Mike West: English Hillbilly

Mike West - 16 Easy Songs for Drill and Banjo
(Binky Records)
3 1/2 stars (out of 5 stars)

By Tony Bonyata

There may not be hills in New Orleans, but that doesn't mean there aren't any hillbillies squirreled away in the Vieux Carre, as Mike West proves on his latest album 16 Easy Songs for Drill and Banjo, a collection of curious tales filled with with reeling banjos, mandolins, spoons and a scratching washboard for percussion.
Although a native of Manchester, England, West has called New Orleans his home since 1993. He began his career in England in the eighties with his band Man From Delmonte. Growing tired of the rock scene he decided to pack his bag and head for the deep South of the U.S. to sit back and pick banjo. Since then he has become a favorite performer throughout the South performing his well-oiled blend of bluegrass, folk, rock along with a keen ability to tell spellbinding tales of many of the Southern characters that have both blessed and soiled his life.
On 16 Easy Songs for Drill and Banjo West, who is joined by his wife Myshkin on background vocals, mandolin, guitars, washboard and spoons, Sneaky Pete on bass, Matt Swiler on drums and Slim Nelson on harmonica, offers up 16 rustic numbers that'll make you laugh, shuffle your feet, snap your fingers and, above all, kick up your heels.
On the opening track "Yard Sale" West yelps in his Southern-trash drawl, "I bought a lawn mower. It don't cut grass. I know I don't need it. I know I don't want, but I couldn't resist it when I saw the price on it," on this fierce backwoods hillbilly stomp. "Lottery" tells of a friend who spends her winnings before she even buys her ticket, while "Thief" deals with a low-down pilfering neighbor as West and company provide a raucous, hysterical musical chase. He sings of two gay men who try, unsuccessfully, to hide their sexuality by moving to the woods on "Curtains", tears his house apart in cartoon-like fashion as he rids it of unwanted varmints on "In My House" and sings of "snakes and alligators eating up old ladies and little babies" on the twisted hick lullaby "After The Flood".
West proves he can whittle a joke out of a hickory log with his dry wit and strange, eclectic collection of characters but also has the power to carve poignancy into songs like the rich "Snow in New Orleans" and "Audrey's Wake" a tale of a friend's funeral augmented by turn-of-the-century riverboat banjo-pickin' and Myshkin's sumptuous harmonies.
He may have English blood running through his veins, but listening to this collection of toxic bluegrass songs, Mike West sounds as hick as any backwoods hillbilly around.

## Exercise description:
According to the album review, since what year has Mike West lived in New Orleans?

Data drawn from a collection:
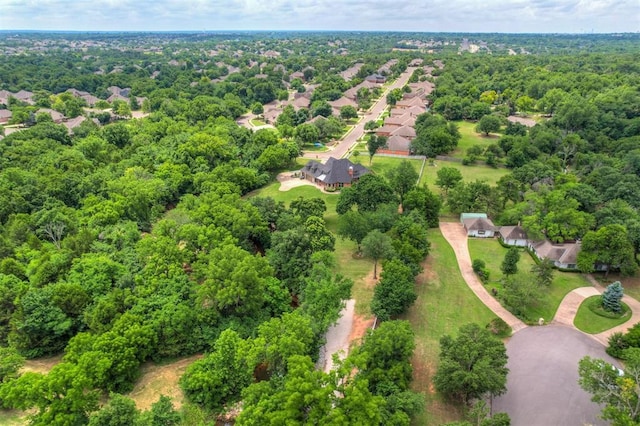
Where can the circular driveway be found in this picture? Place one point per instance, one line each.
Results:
(542, 385)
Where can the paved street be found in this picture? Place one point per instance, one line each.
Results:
(341, 148)
(542, 383)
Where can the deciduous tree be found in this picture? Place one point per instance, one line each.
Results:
(471, 365)
(376, 246)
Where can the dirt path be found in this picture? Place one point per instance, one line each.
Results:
(455, 235)
(337, 338)
(288, 181)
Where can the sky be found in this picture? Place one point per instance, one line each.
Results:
(505, 16)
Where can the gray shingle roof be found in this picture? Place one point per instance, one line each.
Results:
(335, 170)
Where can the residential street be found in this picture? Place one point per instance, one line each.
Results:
(341, 148)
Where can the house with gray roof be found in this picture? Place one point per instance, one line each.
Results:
(334, 174)
(478, 225)
(563, 255)
(513, 236)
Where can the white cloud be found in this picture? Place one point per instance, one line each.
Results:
(383, 15)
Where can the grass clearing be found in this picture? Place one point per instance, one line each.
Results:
(631, 285)
(355, 268)
(469, 173)
(588, 321)
(160, 379)
(493, 253)
(444, 303)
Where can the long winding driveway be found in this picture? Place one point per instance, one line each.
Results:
(455, 234)
(542, 385)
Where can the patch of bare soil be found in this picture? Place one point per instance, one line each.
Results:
(359, 328)
(157, 380)
(41, 365)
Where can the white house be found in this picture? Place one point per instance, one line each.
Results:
(478, 225)
(513, 236)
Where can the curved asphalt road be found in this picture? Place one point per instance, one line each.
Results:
(542, 382)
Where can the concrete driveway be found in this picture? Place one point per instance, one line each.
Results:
(542, 385)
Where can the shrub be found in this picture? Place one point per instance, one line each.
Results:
(478, 265)
(612, 296)
(499, 327)
(617, 344)
(480, 269)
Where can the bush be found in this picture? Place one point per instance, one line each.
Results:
(617, 344)
(499, 327)
(596, 306)
(612, 296)
(479, 267)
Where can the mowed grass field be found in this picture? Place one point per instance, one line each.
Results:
(492, 253)
(382, 165)
(588, 321)
(470, 138)
(469, 173)
(444, 303)
(348, 265)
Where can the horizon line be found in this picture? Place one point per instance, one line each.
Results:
(306, 31)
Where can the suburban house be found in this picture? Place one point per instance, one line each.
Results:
(396, 145)
(339, 103)
(376, 78)
(56, 116)
(478, 225)
(401, 120)
(513, 236)
(5, 116)
(411, 102)
(335, 173)
(563, 255)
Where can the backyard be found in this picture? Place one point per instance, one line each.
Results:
(470, 138)
(444, 303)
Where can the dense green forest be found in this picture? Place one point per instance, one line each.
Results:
(128, 240)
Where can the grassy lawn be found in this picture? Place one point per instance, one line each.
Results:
(381, 165)
(592, 323)
(469, 173)
(493, 253)
(470, 138)
(349, 266)
(444, 303)
(631, 285)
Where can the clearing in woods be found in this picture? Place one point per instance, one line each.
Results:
(160, 379)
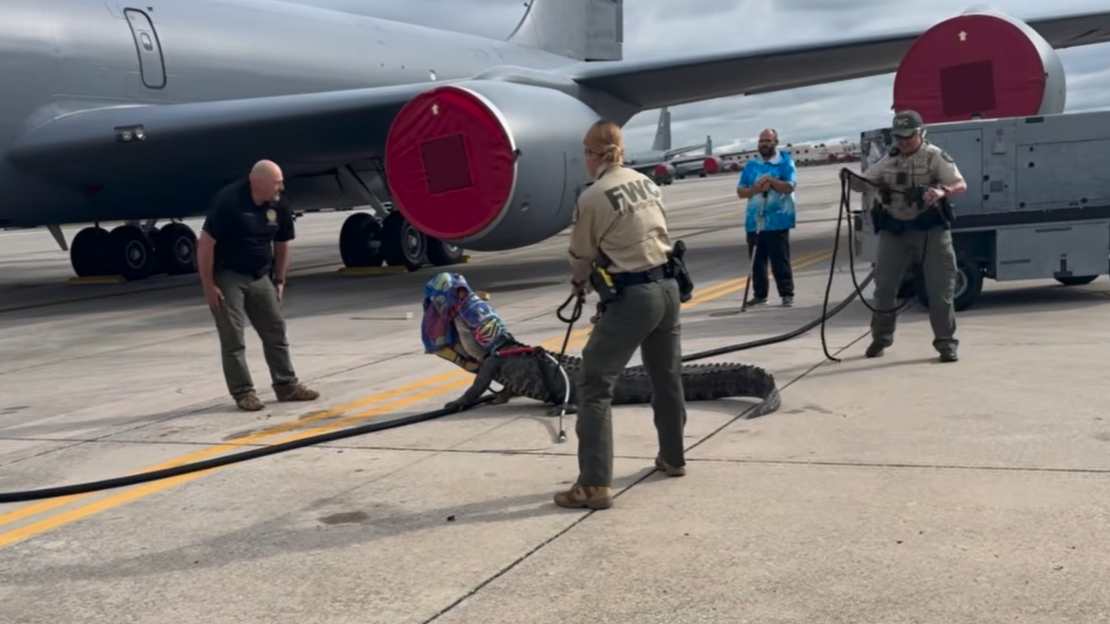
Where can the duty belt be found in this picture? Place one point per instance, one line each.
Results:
(656, 274)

## Answer to this exercise:
Since 1993.